■ Activity ■
Wherever a line of the data contains "gray", copy that line.

■ Given data ■
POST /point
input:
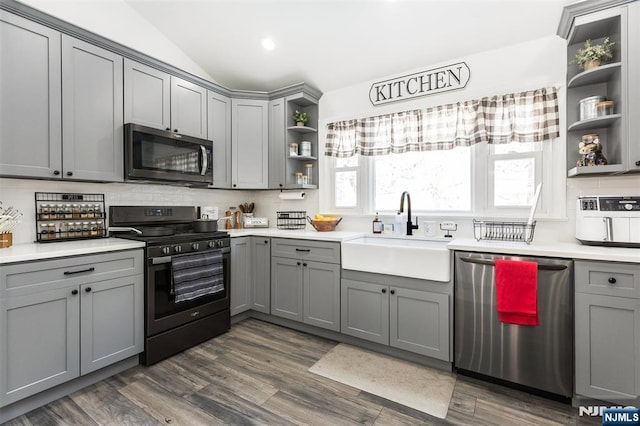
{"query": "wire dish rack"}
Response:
(503, 231)
(291, 220)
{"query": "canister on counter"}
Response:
(588, 107)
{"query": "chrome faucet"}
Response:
(410, 226)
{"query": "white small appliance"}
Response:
(608, 220)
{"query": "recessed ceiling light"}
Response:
(268, 44)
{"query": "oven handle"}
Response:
(205, 160)
(167, 259)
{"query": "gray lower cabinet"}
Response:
(261, 274)
(240, 275)
(303, 288)
(607, 307)
(249, 147)
(92, 119)
(30, 112)
(409, 319)
(219, 131)
(60, 319)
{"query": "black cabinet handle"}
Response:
(79, 272)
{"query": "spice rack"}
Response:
(68, 216)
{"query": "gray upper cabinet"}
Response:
(188, 108)
(249, 135)
(261, 274)
(30, 99)
(147, 96)
(92, 104)
(219, 131)
(277, 171)
(156, 99)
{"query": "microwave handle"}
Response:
(205, 160)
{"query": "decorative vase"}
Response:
(591, 64)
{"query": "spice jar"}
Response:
(604, 108)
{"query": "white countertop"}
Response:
(549, 249)
(40, 251)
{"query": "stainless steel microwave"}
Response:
(165, 156)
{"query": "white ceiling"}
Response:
(333, 44)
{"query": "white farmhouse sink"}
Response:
(428, 260)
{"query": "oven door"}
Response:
(162, 311)
(152, 154)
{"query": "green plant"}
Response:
(594, 52)
(300, 117)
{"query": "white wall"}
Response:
(531, 65)
(117, 21)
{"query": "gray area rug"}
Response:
(406, 383)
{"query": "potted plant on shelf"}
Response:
(300, 118)
(593, 55)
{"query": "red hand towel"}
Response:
(517, 292)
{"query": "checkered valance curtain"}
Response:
(530, 116)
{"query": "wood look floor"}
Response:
(257, 374)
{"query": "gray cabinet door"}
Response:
(419, 322)
(146, 95)
(365, 311)
(250, 145)
(286, 288)
(277, 143)
(219, 131)
(92, 104)
(321, 291)
(240, 275)
(261, 274)
(111, 321)
(633, 95)
(608, 348)
(188, 108)
(39, 342)
(30, 99)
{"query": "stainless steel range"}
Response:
(173, 324)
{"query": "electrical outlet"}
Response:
(448, 226)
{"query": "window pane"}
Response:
(514, 182)
(346, 189)
(436, 180)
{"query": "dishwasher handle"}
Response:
(489, 262)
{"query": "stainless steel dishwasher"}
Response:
(539, 357)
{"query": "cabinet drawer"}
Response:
(320, 251)
(608, 278)
(31, 277)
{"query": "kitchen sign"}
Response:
(438, 80)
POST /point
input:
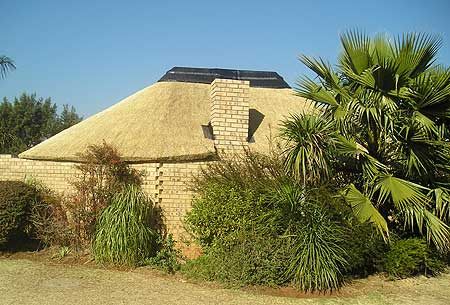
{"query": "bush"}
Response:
(48, 218)
(124, 233)
(247, 210)
(103, 174)
(243, 258)
(220, 210)
(16, 201)
(365, 248)
(319, 256)
(412, 256)
(167, 256)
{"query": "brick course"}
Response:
(168, 184)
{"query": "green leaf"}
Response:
(364, 210)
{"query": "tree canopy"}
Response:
(381, 132)
(29, 120)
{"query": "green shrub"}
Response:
(412, 256)
(48, 218)
(243, 258)
(319, 256)
(124, 233)
(220, 210)
(365, 248)
(102, 174)
(167, 257)
(16, 201)
(246, 209)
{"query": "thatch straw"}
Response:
(163, 122)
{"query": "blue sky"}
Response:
(92, 54)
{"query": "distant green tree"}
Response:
(29, 120)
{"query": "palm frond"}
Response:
(6, 65)
(364, 210)
(356, 54)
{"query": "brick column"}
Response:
(230, 115)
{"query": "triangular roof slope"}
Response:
(164, 121)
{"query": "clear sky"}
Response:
(92, 54)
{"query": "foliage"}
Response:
(6, 65)
(29, 120)
(381, 132)
(242, 223)
(49, 222)
(243, 258)
(220, 210)
(311, 219)
(167, 257)
(124, 233)
(365, 249)
(16, 201)
(411, 256)
(249, 170)
(102, 174)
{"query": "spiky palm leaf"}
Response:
(6, 65)
(388, 110)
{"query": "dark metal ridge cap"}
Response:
(258, 79)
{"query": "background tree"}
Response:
(382, 132)
(29, 120)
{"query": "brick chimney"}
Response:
(230, 115)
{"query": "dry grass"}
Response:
(24, 281)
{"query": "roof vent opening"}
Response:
(258, 79)
(208, 131)
(254, 121)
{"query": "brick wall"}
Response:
(168, 184)
(230, 115)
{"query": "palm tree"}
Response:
(6, 65)
(382, 132)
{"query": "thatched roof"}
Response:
(164, 122)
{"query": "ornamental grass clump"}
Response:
(125, 233)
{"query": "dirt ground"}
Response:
(26, 280)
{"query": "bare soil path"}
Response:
(24, 281)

■ Problem solution ■
{"query": "gray lower cabinet"}
{"query": "gray upper cabinet"}
{"query": "gray area rug"}
{"query": "gray cabinet door"}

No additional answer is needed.